» **Do this**
Write out the lines below word for word, from the very first one through the line containing "<point>470,250</point>", and leave the pictures out.

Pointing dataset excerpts
════════

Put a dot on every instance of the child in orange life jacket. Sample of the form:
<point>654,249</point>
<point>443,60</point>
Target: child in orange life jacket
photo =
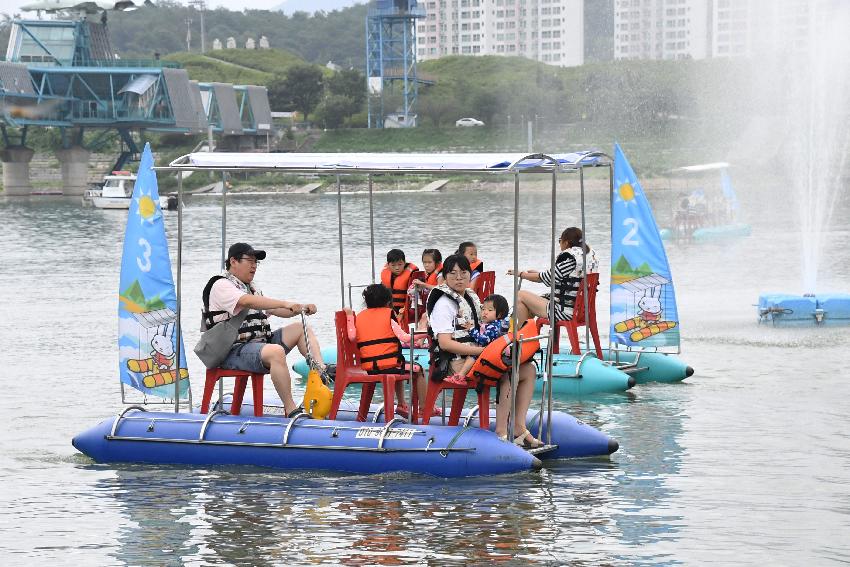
<point>396,277</point>
<point>494,324</point>
<point>380,339</point>
<point>470,250</point>
<point>432,264</point>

════════

» **Final result**
Put a dot on every instance of the child in orange life jacket. Sample of the form:
<point>654,249</point>
<point>443,60</point>
Target: child in orange life jacket
photo =
<point>396,277</point>
<point>494,324</point>
<point>380,339</point>
<point>470,250</point>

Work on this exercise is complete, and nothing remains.